## Texte de lecture
————
La résurgence de l’inflation a surpris par sa vigueur. Bien que les banques centrales soient à la manœuvre, sa décrue sera lente et son ancrage sera plus ferme durant les prochaines années que durant la dernière décennie.
Selon les indices des prix à la consommation pour le mois d’août, l’inflation globale est en hausse de 3,5% sur un an en Suisse, de 9,1% dans la zone euro et de 8,3% aux États-Unis. À titre de comparaison, l’évolution des prix était encore négative en Suisse (-0,9%) et dans la zone euro (-0,2%) il y a deux ans (août 2020), tandis qu’elle progressait lentement (+1,3%) aux États-Unis. Sur les 20 dernières années, l’inflation a atteint en moyenne 0,4% en Suisse, 1,8% dans la zone euro et 2,4% outre-Atlantique.
La stimulation importante des économies dans la phase de reprise post-COVID, les perturbations des chaînes de production et de logistique ainsi que la hausse des prix des matières premières constituent les vecteurs principaux du retour de l’inflation. S’y ajoutent aujourd’hui des facteurs spécifiques comme la rapide revalorisation des salaires, des loyers et des prix immobiliers aux États-Unis et l’emballement des coûts de l’électricité et du gaz en Europe.
À la différence de la zone euro, la Suisse a bénéficié d’une devise forte qui a contribué à absorber la hausse des prix à l’importation. Le mix énergétique helvétique est par ailleurs moins vulnérable à la hausse des prix du gaz que celui de nos voisins. La construction de l’IPC suisse, qui accorde un poids nettement plus important aux services et aux prix administrés que celui de la zone euro, explique également une partie du différentiel d’inflation entre les deux zones. En comparaison avec les États-Unis, la Suisse est en proie à des tensions plus modestes sur les salaires et les loyers.
L’inflation a probablement atteint son plateau cet été aux États-Unis où elle a reflué deux mois de suite en glissement annuel. Elle continue en revanche d’avancer en Suisse et dans la zone euro où des pics sont attendus cet automne.
————
## Données brutes
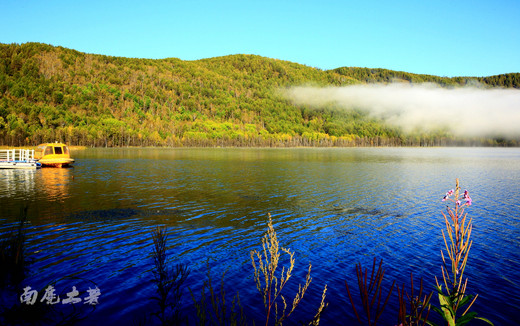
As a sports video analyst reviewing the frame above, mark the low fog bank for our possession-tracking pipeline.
[283,83,520,138]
————
## Exercice A
Traduisez en anglais la phrase suivante du texte sur l’inflation : « L’inflation a probablement atteint son plateau cet été aux États-Unis où elle a reflué deux mois de suite en glissement annuel. »
## Exercice B
Poursuivez le texte sur l’inflation à la suite de sa dernière phrase.

## Réponse A
Inflation probably reached its plateau this summer in the United States, where it has eased for two months in a row on a year-over-year basis.

## Réponse B
La baisse de l’inflation sera lente pour trois raisons. Elle est solidement ancrée dans tous les compartiments de l’économie. Elle reste alimentée par des taux d’utilisation des capacités de production au-dessus de la moyenne et par des taux de chômage très bas. Elle trouve de nouveaux relais dans les plans de soutien des États (bouclier tarifaire, subvention aux prix de l’essence, aides aux entreprises) qui constitueront des freins à sa décrue. Dans un horizon à six mois, la trajectoire des prix devrait encore évoluer au-dessus de l’objectif cible des banques centrales, soit de 2%.
Au cours de la prochaine décennie, il faudra composer avec une inflation supérieure à celle de la période pré-COVID. La transition vers une économie zéro-carbone et la fragmentation du monde – qui se traduit par une aggravation des conflits géopolitiques, par des tensions sur les prix des ressources de base et par une course aux relocalisations stratégiques – seront d’importants facteurs inflationnistes.
Les banques centrales vont continuer de relever leurs taux d’intervention de façon très dynamique d’ici la fin de l’année pour casser le rythme de progression des prix et pour éviter que la hausse de l’inflation s’ancre dans les projections des acteurs économiques. Les taux de référence devraient atteindre, a minima, des plateaux de 4% aux États-Unis, de 2,5% dans la zone euro et s’approcher de 1,5% en Suisse. Les banques centrales devraient les maintenir une grande partie de l’année à ces niveaux qui restent inférieurs à l’inflation et à la croissance nominale et qui, dès lors, ne peuvent pas encore être considérés comme pénalisants pour l’économie.